→ Action item
Only reproduce the lines from the line containing "Habitat-census task: mark the police" onward, exactly, through the final line of the data below.

(Extracted records begins)

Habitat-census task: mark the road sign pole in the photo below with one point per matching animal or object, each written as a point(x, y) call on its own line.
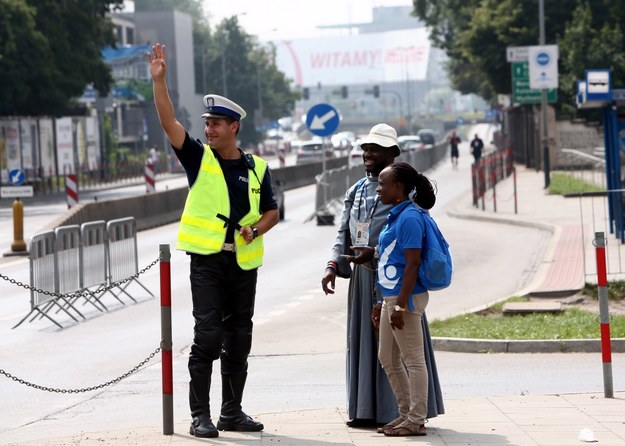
point(543, 98)
point(323, 120)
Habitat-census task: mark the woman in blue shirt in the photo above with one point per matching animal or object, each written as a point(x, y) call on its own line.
point(405, 299)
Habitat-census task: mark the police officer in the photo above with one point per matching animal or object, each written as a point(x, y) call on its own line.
point(229, 207)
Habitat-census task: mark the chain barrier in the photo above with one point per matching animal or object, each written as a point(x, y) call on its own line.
point(85, 389)
point(84, 293)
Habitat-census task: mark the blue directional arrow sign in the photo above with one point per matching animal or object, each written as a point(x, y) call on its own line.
point(322, 119)
point(17, 177)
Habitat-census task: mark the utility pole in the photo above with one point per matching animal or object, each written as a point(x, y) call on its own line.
point(543, 99)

(Extracted records ends)

→ Answer box
Habitat-census task: mark the police officer in the photo above with one point per matching animal or object, each written as a point(x, y) call on its own line.
point(229, 207)
Habitat-census task: mark the chain barrier in the photo above with one point per matching animal or object, each written as a point(x, y) call on its own line.
point(85, 389)
point(84, 293)
Habitat-census task: mark the blue directional arrow sign in the photo above with one point per matching animal or object, each written as a point(x, y) call on its own line.
point(322, 119)
point(17, 177)
Habitat-census task: mark the utility pole in the photo above with one point per matching animal or object, each written as a point(x, y) call on its own line.
point(543, 99)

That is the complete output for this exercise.